PROBLEM REQUIREMENTS:
Transcribe the entries below exactly; leave every image out.
>> START DATA FOR THIS TASK
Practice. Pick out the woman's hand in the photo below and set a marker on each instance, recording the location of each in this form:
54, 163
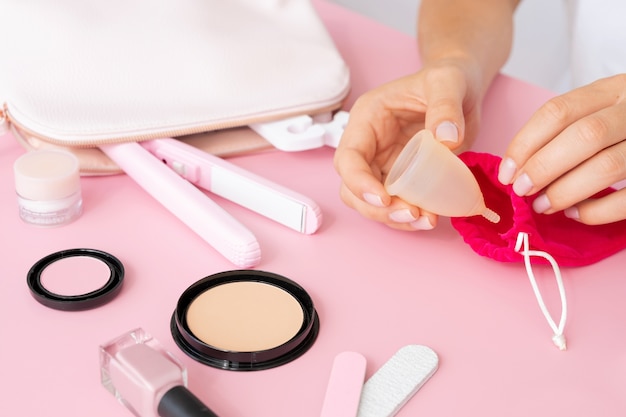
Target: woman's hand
442, 97
573, 147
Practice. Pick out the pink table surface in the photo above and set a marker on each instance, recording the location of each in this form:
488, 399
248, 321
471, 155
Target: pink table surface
374, 288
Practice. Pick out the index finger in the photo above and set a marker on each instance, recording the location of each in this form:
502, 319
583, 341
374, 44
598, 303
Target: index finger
529, 146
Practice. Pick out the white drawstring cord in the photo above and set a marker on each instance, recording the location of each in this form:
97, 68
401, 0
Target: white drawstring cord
559, 337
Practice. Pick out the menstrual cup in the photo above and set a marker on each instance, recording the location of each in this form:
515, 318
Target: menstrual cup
429, 175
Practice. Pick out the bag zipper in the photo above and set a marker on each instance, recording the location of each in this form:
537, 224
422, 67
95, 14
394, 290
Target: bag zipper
8, 121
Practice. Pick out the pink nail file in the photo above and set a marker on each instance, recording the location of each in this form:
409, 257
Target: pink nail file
344, 385
397, 381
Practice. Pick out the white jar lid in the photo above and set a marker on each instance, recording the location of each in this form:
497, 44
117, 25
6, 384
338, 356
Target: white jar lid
47, 175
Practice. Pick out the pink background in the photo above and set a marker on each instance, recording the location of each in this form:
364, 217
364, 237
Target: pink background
375, 289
>> END DATA FOR THIS TASK
THE COMPLETED TASK:
Practice. Pick out the woman's hand in the photo below and set a marker on each instance, recording the location of each in this form:
54, 163
Target: woman's hand
442, 97
573, 147
Practice. Pick out the pink table surface in the photo above and set a marker on each instance, recording the location of each in this form:
488, 399
248, 321
471, 155
Target: pink table surface
374, 288
Practice. Pick out the index finger in the photo above and set a marker on each instance, recording the location of each in this form:
502, 319
583, 341
374, 44
598, 303
Target: index finger
529, 146
Practice. Pick out the white drawstring cord in the photo above and set a marker on each instance, recording the location of each in this form:
97, 68
401, 0
Target: white drawstring cord
559, 337
Practice. Pick out the menstrual cup in the photo above and set a marker on each instance, recording the location of each in this form:
515, 318
Target: menstrual cup
429, 175
Practice. Pick out the bag zipper in the photo above and set a marker on each instance, recording the location of each in this form:
537, 224
422, 67
95, 14
394, 290
Target: bag zipper
8, 121
Practice. Pick out the pink nail file in the photo above and set a marker on each instance, recording the location of each in this form:
409, 257
Target: pink nail file
344, 385
397, 381
Practice. Pick out the white jar lid in the photo above and set a marker on each instance, recording the location of each in this form:
497, 44
117, 25
6, 384
338, 356
Target: white jar lid
47, 175
Practice. Pick out the pink background in the photo above and set a marker on each instance, recording the location of each in this form:
364, 217
364, 237
Target: pink background
375, 289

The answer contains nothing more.